_BRIEF:_
Copy the line with "# point at: wire" and all lines following it through the last line of the entries, exactly as written.
---+---
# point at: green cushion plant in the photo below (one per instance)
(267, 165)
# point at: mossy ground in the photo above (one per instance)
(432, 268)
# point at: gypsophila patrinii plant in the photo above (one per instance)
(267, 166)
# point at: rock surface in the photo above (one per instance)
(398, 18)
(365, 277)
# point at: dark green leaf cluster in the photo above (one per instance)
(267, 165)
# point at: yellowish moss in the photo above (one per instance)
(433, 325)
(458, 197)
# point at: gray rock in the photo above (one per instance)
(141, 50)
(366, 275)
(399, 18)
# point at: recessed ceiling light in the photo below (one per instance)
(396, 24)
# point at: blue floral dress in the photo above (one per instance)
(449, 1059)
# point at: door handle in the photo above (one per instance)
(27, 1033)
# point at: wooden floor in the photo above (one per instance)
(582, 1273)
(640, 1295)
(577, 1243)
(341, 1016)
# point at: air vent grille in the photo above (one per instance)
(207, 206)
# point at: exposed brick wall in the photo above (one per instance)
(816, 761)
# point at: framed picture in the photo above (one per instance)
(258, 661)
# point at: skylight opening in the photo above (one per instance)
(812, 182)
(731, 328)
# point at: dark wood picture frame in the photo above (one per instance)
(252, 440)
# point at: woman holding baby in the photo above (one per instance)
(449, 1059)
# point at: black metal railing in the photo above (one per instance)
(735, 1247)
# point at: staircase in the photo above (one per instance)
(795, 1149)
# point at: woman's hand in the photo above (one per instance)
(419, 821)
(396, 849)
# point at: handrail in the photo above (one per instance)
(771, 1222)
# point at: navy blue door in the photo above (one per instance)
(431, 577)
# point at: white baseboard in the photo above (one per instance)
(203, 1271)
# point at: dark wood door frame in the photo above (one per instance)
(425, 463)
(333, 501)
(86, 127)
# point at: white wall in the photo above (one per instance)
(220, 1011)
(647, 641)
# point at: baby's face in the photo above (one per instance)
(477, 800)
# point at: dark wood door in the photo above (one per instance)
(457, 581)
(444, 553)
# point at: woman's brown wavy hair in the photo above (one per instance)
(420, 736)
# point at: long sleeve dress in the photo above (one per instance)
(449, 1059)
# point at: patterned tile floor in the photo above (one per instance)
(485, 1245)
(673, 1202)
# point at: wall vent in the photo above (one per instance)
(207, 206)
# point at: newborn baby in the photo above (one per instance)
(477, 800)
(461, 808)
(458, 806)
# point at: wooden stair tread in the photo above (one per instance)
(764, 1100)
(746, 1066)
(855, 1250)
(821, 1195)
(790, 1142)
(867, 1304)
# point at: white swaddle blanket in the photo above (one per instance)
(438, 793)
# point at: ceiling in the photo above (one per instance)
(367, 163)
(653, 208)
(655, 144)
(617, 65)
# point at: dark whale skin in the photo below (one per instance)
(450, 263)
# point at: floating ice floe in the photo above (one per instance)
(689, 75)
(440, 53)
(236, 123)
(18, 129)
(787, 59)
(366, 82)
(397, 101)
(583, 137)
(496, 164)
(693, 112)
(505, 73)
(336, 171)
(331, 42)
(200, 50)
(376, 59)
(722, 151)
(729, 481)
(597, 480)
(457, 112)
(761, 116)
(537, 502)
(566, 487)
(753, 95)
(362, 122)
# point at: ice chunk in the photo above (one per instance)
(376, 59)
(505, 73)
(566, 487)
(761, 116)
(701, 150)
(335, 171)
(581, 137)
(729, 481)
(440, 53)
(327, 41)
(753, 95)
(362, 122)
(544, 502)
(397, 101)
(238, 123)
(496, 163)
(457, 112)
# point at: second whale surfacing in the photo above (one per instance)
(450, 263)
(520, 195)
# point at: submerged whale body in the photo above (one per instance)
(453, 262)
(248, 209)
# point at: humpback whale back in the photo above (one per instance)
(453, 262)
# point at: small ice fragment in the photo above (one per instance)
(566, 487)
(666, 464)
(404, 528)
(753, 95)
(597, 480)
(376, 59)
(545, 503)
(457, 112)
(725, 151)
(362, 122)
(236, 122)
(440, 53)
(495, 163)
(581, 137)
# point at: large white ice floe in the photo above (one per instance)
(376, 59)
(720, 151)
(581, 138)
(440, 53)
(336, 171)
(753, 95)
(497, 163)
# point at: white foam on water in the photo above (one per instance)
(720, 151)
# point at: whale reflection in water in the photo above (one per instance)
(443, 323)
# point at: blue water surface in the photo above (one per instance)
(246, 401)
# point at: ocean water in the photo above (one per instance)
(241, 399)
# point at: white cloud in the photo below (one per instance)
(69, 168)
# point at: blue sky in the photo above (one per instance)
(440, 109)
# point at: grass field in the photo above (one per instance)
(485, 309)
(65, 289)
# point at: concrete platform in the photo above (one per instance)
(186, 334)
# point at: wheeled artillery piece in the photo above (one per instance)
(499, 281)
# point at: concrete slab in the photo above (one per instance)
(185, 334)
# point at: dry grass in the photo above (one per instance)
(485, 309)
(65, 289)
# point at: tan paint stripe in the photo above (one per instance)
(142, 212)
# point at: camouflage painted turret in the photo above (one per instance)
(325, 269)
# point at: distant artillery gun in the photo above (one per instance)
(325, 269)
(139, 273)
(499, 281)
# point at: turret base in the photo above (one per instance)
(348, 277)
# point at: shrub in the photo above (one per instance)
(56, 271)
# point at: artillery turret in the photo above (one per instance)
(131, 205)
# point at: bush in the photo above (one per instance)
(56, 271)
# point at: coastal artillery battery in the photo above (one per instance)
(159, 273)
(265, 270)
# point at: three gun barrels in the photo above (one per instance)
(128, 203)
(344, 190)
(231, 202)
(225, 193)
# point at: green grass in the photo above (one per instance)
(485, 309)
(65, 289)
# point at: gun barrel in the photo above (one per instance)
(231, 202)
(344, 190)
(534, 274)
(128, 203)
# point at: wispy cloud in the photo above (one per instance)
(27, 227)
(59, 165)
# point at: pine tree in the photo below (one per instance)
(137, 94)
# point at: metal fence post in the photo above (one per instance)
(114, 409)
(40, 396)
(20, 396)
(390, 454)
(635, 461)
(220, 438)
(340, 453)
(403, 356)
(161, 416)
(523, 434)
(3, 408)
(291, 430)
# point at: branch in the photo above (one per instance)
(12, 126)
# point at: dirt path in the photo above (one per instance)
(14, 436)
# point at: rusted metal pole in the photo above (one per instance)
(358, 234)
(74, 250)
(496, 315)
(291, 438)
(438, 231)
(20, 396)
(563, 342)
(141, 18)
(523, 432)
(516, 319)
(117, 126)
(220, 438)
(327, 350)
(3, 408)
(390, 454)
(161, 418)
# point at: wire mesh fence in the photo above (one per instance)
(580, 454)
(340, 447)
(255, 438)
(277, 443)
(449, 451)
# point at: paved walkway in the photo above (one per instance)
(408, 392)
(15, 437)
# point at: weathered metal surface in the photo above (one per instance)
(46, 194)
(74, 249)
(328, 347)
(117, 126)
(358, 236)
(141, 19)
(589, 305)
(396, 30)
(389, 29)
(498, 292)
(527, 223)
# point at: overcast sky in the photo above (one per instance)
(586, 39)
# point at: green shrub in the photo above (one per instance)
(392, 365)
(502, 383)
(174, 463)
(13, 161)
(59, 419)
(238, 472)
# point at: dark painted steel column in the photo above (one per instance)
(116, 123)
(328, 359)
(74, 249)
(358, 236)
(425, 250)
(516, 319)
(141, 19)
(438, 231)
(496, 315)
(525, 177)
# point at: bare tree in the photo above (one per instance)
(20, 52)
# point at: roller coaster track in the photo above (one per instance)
---+---
_COMPLETED EXERCISE:_
# point at: wire mesh fence in the photo above (one per instance)
(580, 454)
(340, 447)
(255, 438)
(277, 443)
(449, 451)
# point at: paved walkway in the photo above (one per instance)
(408, 392)
(15, 437)
# point at: weathered metal surface in the photo above (one per instance)
(46, 194)
(74, 249)
(328, 347)
(117, 126)
(358, 236)
(141, 19)
(589, 305)
(396, 30)
(389, 29)
(498, 292)
(527, 223)
# point at: overcast sky in the photo above (one per instance)
(586, 39)
# point at: green shrub in the photo above (one per instance)
(392, 365)
(502, 383)
(174, 463)
(13, 161)
(59, 419)
(238, 472)
# point at: dark painted steel column in the photo above (one per instance)
(116, 123)
(328, 359)
(74, 249)
(358, 236)
(425, 250)
(516, 319)
(141, 19)
(438, 231)
(496, 315)
(525, 177)
# point at: bare tree in the photo above (one per instance)
(20, 52)
# point at: roller coaster track in the photo above (one per instance)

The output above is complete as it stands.